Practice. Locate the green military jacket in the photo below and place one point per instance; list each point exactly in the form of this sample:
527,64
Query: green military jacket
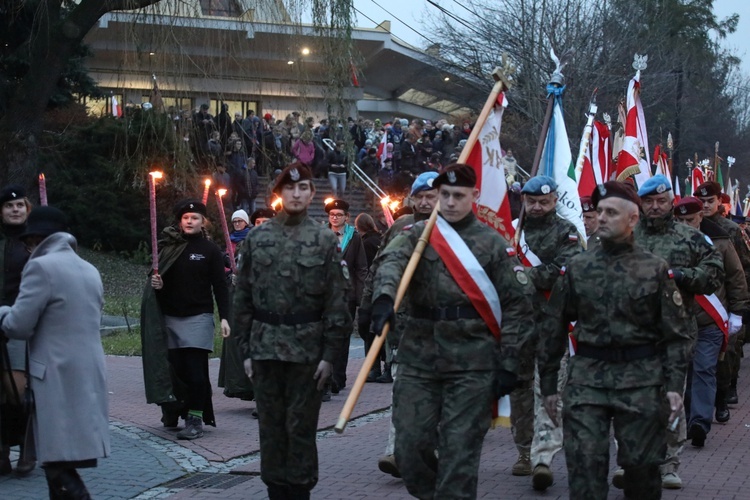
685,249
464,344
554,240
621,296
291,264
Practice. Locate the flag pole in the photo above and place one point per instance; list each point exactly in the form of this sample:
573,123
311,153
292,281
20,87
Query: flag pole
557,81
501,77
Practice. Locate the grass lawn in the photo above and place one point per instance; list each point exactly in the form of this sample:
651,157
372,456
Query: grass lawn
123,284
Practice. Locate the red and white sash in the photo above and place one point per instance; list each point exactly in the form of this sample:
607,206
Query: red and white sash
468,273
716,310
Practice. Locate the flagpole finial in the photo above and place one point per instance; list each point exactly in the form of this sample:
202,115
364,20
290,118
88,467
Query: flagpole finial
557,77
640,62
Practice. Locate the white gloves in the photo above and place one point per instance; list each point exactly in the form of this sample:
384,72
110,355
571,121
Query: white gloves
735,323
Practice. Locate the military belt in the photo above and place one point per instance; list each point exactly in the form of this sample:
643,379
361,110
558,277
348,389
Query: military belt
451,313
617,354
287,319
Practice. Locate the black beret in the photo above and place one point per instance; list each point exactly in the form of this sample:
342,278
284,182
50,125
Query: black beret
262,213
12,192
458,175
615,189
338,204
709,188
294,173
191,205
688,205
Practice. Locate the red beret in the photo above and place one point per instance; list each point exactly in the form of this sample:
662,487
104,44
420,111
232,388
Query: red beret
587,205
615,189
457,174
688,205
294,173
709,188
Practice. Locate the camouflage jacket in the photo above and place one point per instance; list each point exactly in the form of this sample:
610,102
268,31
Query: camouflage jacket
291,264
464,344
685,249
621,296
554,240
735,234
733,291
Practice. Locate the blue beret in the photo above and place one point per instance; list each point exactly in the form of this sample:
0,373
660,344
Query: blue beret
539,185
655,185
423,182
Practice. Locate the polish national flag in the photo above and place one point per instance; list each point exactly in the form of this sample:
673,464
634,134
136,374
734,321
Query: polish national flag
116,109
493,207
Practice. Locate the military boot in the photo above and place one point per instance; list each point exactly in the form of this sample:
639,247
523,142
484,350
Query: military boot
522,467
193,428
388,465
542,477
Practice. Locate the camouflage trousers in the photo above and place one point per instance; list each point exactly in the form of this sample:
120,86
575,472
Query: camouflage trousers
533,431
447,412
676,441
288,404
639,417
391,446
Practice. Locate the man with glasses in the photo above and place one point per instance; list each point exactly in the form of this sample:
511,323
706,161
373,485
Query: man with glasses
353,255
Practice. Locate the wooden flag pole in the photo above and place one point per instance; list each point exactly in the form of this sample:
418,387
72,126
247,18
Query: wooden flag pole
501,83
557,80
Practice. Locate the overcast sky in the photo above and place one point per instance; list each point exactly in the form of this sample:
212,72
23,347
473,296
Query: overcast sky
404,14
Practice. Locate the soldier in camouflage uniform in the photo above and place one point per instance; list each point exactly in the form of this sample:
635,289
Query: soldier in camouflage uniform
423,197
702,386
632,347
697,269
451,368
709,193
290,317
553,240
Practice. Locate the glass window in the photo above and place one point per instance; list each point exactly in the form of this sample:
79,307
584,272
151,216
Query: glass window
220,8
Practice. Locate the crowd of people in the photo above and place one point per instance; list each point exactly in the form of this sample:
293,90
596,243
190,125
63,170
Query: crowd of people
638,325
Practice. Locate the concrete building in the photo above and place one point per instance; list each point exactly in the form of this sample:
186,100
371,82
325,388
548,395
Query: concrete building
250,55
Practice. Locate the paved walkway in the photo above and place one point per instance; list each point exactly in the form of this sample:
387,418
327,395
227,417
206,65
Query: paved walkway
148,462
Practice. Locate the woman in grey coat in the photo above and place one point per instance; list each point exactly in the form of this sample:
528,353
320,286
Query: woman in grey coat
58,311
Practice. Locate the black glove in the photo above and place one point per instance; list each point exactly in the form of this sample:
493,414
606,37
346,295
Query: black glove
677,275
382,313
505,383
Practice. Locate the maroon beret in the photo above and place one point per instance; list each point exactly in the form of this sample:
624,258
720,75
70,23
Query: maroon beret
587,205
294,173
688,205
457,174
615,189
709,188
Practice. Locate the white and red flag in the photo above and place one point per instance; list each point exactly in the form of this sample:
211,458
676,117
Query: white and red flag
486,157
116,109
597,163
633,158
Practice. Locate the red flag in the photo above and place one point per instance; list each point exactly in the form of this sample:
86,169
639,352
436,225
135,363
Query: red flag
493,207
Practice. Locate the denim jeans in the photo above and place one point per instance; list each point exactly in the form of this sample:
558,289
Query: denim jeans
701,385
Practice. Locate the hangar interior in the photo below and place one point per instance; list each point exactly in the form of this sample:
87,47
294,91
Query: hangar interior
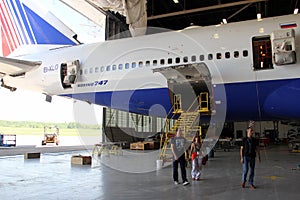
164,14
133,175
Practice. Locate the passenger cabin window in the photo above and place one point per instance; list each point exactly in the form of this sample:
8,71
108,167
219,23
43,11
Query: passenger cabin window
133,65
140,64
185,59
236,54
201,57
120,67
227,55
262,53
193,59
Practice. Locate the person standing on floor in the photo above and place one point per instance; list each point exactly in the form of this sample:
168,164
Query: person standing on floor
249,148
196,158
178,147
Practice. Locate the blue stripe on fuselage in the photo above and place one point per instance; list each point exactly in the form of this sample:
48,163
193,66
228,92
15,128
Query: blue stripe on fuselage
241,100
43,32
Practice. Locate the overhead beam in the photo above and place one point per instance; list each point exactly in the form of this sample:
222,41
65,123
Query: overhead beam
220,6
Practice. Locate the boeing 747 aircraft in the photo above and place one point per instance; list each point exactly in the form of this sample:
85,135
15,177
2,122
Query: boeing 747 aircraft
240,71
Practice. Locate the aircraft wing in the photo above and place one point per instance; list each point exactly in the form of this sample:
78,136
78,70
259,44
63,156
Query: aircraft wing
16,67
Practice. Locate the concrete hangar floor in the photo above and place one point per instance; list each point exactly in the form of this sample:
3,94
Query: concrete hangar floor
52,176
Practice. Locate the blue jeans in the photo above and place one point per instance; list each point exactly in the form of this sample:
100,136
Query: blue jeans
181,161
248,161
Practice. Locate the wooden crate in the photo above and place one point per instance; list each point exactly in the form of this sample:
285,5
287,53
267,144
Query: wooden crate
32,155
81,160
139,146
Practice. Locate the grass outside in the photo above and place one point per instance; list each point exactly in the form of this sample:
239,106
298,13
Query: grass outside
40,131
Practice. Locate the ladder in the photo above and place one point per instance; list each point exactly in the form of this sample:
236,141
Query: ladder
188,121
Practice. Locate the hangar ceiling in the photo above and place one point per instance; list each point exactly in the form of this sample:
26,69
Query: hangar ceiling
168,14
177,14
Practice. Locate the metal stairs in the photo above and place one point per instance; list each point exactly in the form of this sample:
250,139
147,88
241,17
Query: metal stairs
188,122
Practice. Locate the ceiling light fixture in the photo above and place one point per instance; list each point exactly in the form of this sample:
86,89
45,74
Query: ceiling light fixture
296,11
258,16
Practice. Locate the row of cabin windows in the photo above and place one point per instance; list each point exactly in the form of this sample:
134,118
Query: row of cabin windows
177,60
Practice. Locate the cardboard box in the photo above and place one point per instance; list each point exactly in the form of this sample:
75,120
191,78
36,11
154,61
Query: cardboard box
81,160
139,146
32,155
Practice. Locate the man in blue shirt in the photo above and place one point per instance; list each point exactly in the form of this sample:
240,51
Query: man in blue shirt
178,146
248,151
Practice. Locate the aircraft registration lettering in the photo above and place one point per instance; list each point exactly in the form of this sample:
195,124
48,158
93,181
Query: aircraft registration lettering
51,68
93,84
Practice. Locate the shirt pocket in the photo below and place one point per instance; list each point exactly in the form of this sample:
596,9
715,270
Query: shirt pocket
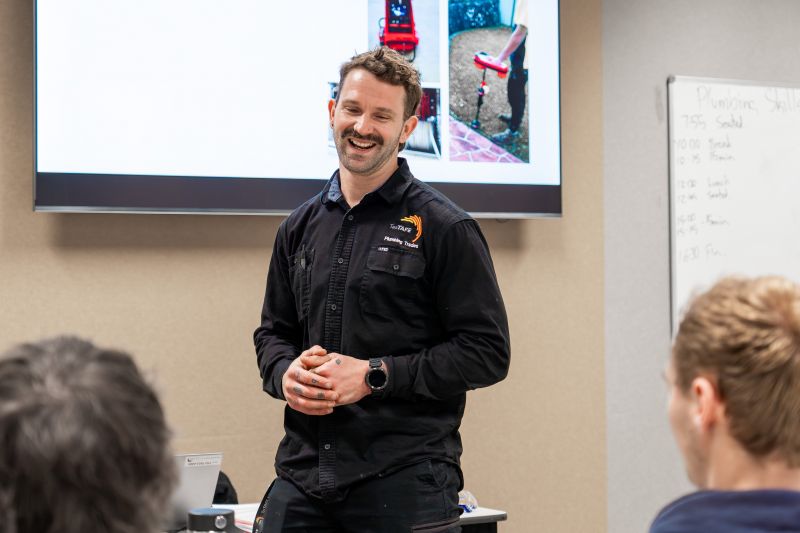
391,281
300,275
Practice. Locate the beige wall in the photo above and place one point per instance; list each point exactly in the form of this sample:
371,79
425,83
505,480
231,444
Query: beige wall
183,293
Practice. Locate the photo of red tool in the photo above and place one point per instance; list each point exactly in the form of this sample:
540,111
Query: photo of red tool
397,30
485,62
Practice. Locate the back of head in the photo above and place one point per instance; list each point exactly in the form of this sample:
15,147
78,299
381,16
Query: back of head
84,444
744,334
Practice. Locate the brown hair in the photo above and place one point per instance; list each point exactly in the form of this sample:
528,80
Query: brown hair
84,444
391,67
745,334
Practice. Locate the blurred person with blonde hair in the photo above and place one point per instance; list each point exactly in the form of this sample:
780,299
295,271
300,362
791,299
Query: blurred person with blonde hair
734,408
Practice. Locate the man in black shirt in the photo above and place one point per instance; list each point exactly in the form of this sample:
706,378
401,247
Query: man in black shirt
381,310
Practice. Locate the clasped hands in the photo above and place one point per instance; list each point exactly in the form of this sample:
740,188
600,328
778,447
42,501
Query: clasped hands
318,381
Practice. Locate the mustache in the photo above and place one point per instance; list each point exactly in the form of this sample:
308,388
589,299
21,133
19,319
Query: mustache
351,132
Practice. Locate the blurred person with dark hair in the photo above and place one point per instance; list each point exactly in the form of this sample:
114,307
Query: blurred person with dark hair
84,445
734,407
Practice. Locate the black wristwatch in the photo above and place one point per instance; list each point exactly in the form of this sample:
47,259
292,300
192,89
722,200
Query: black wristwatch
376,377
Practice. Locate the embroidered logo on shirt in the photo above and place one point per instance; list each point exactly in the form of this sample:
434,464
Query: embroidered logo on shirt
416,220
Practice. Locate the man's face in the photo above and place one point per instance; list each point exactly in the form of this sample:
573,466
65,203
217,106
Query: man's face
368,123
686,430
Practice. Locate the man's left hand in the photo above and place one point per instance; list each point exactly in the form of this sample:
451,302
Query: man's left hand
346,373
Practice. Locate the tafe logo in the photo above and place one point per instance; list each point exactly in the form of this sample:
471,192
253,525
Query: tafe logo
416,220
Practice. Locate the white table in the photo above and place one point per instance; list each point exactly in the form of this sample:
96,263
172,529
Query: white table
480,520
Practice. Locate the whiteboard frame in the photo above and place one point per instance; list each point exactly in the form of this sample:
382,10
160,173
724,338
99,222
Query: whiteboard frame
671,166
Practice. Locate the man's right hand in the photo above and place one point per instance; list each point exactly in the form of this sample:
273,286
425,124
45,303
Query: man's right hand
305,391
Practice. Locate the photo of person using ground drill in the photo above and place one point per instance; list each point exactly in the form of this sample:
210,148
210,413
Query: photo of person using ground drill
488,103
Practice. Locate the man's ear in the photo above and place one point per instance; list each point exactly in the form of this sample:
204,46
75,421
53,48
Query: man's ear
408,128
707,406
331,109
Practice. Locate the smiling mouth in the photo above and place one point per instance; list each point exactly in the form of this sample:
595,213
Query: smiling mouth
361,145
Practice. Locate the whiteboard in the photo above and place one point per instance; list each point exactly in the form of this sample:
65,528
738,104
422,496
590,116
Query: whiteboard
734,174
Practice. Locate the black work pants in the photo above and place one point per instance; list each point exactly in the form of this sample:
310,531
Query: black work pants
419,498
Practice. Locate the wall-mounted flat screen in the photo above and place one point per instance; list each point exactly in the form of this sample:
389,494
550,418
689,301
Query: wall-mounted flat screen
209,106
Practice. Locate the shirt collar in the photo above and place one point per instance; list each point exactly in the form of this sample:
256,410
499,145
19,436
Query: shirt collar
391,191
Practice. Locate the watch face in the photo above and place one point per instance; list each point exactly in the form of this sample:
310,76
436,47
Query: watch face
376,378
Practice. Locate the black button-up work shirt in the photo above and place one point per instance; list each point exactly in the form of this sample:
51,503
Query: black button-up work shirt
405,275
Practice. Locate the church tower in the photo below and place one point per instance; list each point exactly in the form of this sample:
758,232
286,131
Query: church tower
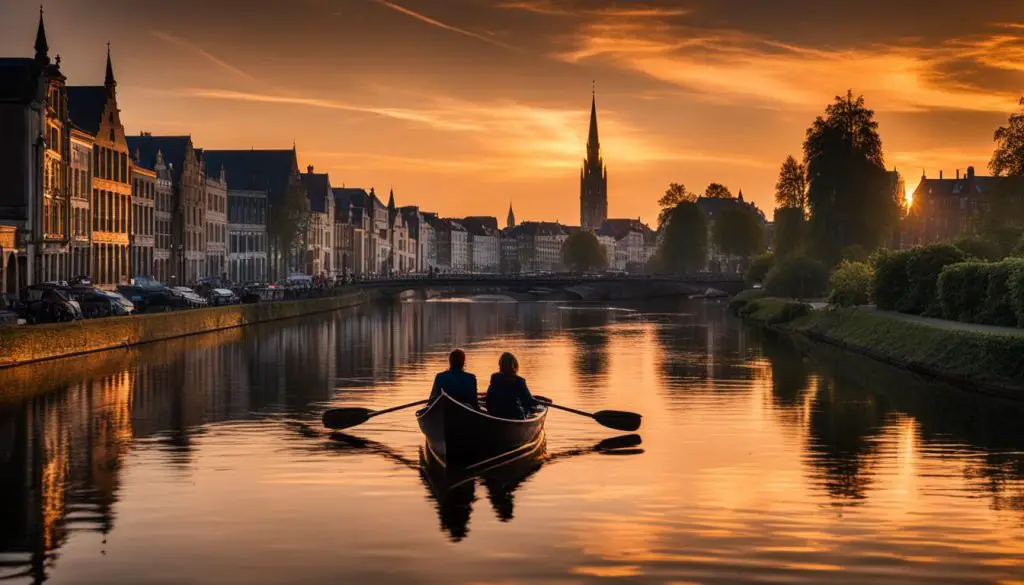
● ● ● ●
● Work to complete
Output the line that contains "Practice. Locate the wall-mounted" and every subsequent line through the end of the entries, exactly as given, without pictures.

● Output
Practice. Locate the wall-mounted flat screen in the photo above and place one point per instance; list each point exactly in the form of this sample:
389,494
550,418
689,301
Query: wall-mounted flat screen
209,106
Practice. Locate the shirt collar in the photo above and place one point per instance; list each point exactly in the form of this sample:
256,410
499,145
19,436
Query: shirt collar
391,191
Practice. Locate the watch face in the photo above and place one point per instance; list each point exactly in the form of this sample:
310,76
436,47
Query: watch face
376,378
Practice. Locate the black button-up work shirt in the photo above and place one point per instance; list each point exactly in the form of this sample:
51,503
Query: black button-up work shirt
405,275
Practice. Locate the church tower in the photo below and place one point per instance; list each point exactly in the form of this sample:
758,232
286,131
Query: church tower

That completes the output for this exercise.